Исходный текст:

- - - - -

Алжирские красавицы в традиционном платье. Фото Reuters
И вот пришел день, когда Рамадан в Алжире закончился. Народ повеселел, в том числе и те, кто не постился. Заработала столовая предприятия. Готовили в ней вкусно, разнообразно и недорого, но отдельные советские спецы продолжали обедать в цехах тем, что приносили из дома. Так было еще дешевле. К тому же в столовой не наливали и не позволяли наливать самим.
КУСКУС И КОФЕ
Меню было алжирско-европейское, из которого мне и Максиму больше всего понравился кускус. Здесь мы впервые в жизни услышали о нем – ну и, конечно, попробовали. Удивились, узнав, что основу его составляет пшеничная крупа.
Дело в том, что в институте нас регулярно потчевали пшенной кашей, вкус которой я не переносил с детства. А кускус с тушеными овощами и мясом восхитил нас. Особенно когда мы сподобились приготовить его дома и попробовать под красное вино.
До того момента мы, по темноте своей, полагали, что пшеничная крупа и пшено – одно и то же. Оказалось, что это не так – век живи, век учись. С тех пор я поглощаю это кушанье при каждой возможности и в больших объемах. И чрезвычайно рад, что кускус теперь продается в России.
После первого же обеда в столовой Шами, главный инженер предприятия и куратор советских военных специалистов, повел нас с Максимом в роскошную кофейню, располагавшуюся в соседнем зале. Интерьер ее был выполнен в восточном стиле. За красивыми резными столиками сидели алжирские офицеры и несколько человек в штатском весьма солидного вида.
Я и до этого знал, как пахнет настоящий кофе. Но атмосфера в зале была до того насыщена его ароматом, что им хотелось дышать и дышать. За барной стойкой стояли сверкающие стеклом и никелем автоматы, которые, жужжа, перемалывали кофе, быстро варили его и с шипением разливали по чашкам.
Даже дым дорогих сигарет, которые курил здесь каждый второй, не мог перебить запаха изысканного напитка. А уж его вкус с первым же глотком вливался в мозг, до предела заполнял его и навсегда оставался в памяти.
Подошедший к стойке алжирский лейтенант вежливо поздоровался, представился и спросил, нравится ли нам это заведение. Мы честно признались, что да.

- - - - -

Предоставленные данные:
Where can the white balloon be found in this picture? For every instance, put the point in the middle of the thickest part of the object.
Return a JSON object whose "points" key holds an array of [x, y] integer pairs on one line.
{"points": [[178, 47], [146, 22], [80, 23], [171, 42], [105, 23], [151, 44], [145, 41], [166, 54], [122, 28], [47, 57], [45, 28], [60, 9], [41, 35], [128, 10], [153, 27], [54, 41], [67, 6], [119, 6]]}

- - - - -

Задания для выполнения:
a) Что, согласно исходному тексту, составляет основу кускуса?
b) Приведите отрезок исходного текста от «КУСКУС И КОФЕ» до «составляет пшеничная крупа.» включительно, переименовав «пшеничная крупа» в «манная крупа».

Список ответов:
a) Основу кускуса составляет пшеничная крупа.

b)
КУСКУС И КОФЕ
Меню было алжирско-европейское, из которого мне и Максиму больше всего понравился кускус. Здесь мы впервые в жизни услышали о нем – ну и, конечно, попробовали. Удивились, узнав, что основу его составляет манная крупа.